Welfare of laying hens: code of practice

The code aims to help those responsible for laying hens to look after them properly.


Environment

Ventilation, temperature

Schedule 1, paragraph 13 of the Welfare of Farmed Animals (Scotland) Regulations 2010 (S.S.I. 2010 No. 388) states that:

Air circulation, dust levels, temperature, relative air humidity and gas concentrations must be kept within limits which are not harmful to the animals.

48 Provision of insulation and ventilation should be designed to avoid heat and cold stress. Care should be taken to protect confined birds from draughts in cold conditions.

49 Birds, particularly those in cages, should not be exposed to strong direct sunlight or hot surroundings long enough to cause heat stress as indicated by prolonged panting.

50 In the event of feather loss, steps should be taken wherever possible to ensure that hens are not subjected to cold stress; for example, hens should be given more food.

51 The ventilation system, and facilities for storing and handling litter and manure should be designed, maintained and managed to prevent the exposure of birds to gases such as ammonia, hydrogen sulphide, carbon dioxide, carbon monoxide in concentrations which cause discomfort to the birds or which are detrimental to their health.

Light

Schedule 1, paragraphs 14-16 of the Welfare of Farmed Animals (Scotland) Regulations 2010 (S.S.I. 2010 No. 388), state that:

  • animals kept in buildings must not be kept in permanent darkness
  • where the natural light available in a building is insufficient to meet the physiological and ethological needs of any animals being kept in it then appropriate artificial lighting must be provided
  • animals kept in buildings must not be kept without an appropriate period of rest from artificial lighting

Schedule 3, Part 2, paragraph 4 of The Welfare of Farmed Animals (Scotland) Amendment Regulations 2010 (S.S.I. 2010 No. 388) provides that:

  • all buildings must have light levels sufficient to allow all hens to see one another and be seen clearly, to investigate their surroundings visually and to show normal levels of activity. Where there is natural light, light apertures must be arranged in such a way that light is distributed evenly within the accommodation
  • after the first days of conditioning, the lighting regime must be such as to prevent health and behavioural problems. Accordingly, it must follow a 24-hour rhythm and include an adequate uninterrupted period of darkness lasting about one-third of the day, so that the hens may rest and to avoid problems such as immunodepression and ocular anomalies. A period of twilight of sufficient duration ought to be provided when the light is dimmed so that the hens may settle down without disturbance or injury.

- **Given instruction**:
Continue the laying hen welfare code from the point where it stops. The material that follows has no connection to the laying hen welfare code.

- **Material shown**:
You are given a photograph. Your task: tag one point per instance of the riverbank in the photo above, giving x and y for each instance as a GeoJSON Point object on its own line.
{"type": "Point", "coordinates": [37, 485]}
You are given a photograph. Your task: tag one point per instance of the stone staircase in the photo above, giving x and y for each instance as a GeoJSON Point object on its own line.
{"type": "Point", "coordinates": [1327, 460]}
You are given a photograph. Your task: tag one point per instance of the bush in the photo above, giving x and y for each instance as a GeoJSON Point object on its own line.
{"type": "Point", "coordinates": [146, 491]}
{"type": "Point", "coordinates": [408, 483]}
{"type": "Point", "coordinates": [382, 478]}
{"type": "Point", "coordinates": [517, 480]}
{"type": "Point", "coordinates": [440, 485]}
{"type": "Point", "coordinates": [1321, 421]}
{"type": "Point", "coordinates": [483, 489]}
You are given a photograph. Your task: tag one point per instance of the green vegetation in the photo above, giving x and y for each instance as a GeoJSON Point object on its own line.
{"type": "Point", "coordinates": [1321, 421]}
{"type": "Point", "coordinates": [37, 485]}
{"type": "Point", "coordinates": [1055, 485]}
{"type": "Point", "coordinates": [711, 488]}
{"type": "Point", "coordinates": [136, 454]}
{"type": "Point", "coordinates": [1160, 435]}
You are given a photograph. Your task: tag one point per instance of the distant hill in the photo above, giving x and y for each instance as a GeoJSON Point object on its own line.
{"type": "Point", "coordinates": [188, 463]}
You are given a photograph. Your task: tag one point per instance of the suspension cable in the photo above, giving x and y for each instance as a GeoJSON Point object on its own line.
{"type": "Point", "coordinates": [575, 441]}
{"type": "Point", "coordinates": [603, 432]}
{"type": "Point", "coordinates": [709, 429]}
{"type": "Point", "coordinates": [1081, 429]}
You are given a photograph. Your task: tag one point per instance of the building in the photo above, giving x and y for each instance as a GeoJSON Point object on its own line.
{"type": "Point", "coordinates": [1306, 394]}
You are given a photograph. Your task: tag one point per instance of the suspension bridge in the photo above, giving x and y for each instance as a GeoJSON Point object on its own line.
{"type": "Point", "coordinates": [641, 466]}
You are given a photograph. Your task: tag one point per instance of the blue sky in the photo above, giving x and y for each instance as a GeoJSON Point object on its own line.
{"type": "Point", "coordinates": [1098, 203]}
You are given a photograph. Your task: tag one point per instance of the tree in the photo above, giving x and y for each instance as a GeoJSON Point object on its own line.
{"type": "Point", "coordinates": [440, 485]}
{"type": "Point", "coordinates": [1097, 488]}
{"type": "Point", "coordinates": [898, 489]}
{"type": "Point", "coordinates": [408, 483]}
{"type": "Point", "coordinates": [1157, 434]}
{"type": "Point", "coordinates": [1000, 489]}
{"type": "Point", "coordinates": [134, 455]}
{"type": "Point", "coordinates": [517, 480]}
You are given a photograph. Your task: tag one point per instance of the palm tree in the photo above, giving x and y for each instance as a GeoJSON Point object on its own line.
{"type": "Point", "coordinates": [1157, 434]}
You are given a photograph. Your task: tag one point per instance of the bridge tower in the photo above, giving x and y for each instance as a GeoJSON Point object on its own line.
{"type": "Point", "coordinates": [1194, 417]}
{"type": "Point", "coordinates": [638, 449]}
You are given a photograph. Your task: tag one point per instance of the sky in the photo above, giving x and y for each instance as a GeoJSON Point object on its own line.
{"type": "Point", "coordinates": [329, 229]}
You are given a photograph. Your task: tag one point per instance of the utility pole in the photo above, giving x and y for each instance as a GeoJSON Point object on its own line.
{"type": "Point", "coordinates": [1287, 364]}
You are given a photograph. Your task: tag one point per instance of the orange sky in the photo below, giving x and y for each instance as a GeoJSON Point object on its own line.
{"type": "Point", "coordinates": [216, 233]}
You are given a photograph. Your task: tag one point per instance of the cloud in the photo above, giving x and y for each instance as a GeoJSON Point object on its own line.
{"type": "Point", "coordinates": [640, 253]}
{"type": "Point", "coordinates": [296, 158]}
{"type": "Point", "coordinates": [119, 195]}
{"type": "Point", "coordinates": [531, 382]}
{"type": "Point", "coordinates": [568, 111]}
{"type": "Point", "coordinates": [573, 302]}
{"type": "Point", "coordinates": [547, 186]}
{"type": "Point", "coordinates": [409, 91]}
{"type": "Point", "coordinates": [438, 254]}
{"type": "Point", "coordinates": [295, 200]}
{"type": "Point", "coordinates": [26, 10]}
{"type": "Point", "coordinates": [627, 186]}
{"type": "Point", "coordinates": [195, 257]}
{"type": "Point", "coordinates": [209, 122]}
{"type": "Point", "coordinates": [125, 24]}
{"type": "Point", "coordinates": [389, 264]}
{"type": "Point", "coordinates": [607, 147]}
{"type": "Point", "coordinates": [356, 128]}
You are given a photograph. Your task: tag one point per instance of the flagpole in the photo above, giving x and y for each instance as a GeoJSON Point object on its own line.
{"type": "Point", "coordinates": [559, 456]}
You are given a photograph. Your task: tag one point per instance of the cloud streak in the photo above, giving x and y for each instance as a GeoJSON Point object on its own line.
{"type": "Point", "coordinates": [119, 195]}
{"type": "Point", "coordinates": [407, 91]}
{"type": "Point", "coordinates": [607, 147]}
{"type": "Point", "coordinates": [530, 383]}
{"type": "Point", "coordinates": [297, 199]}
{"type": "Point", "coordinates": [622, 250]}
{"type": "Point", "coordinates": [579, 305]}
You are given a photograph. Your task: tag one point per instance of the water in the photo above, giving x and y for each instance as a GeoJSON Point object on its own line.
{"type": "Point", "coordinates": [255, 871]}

- **Result below**:
52 In normal conditions, in cage and multi-level systems, light intensity should be at least 5 lux, and preferably not less than 10 lux, measured at any feed trough level; in other systems, light intensity in the perching, walking and feeding areas should be at least 10 lux measured at bird eye height. However, a reduction in lighting level may assist in addressing an outbreak of vice such as feather pecking or cannibalism.

53 In all houses, especially those with natural light, measures should be taken to ensure that light distribution is as even as possible.

54 A period of twilight should be provided to give birds time to roost; this is of particular importance in alternative systems and enriched cages.

Litter

The Welfare of Farmed Animals (Scotland) Regulations 2010 (S.S.I. 2010 No. 388), Schedule 3, Part 5, paragraph 17(e); additional conditions applicable to laying hens kept in non-cage systems; states that:

All systems must be equipped in such a way that all laying hens have:

  • at least 250cm 2 of littered area per hen, the litter occupying at least one-third of the ground surface

The Welfare of Farmed Animals (Scotland) Regulations 2010 (S.S.I. 2010 No. 388), Schedule 3, Part 4, paragraph 12(c); additional conditions applicable to laying hens kept in enriched cages; states that:

Laying hens must have:

  • litter such that pecking and scratching are possible

55 In alternative systems, all birds should have access to a littered area which should be maintained in a friable condition and at an adequate depth for dust bathing, approximately 10cm. To ensure good litter management, this depth of litter may be made up over the first two months of use. Birds should have access to good quality substrate for dust bathing and to prevent health problems, in particular foot, leg and breast lesions.

56 Mouldy litter should not be used. There should be frequent checks to ensure that litter does not become infested with harmful organisms parasitic to birds.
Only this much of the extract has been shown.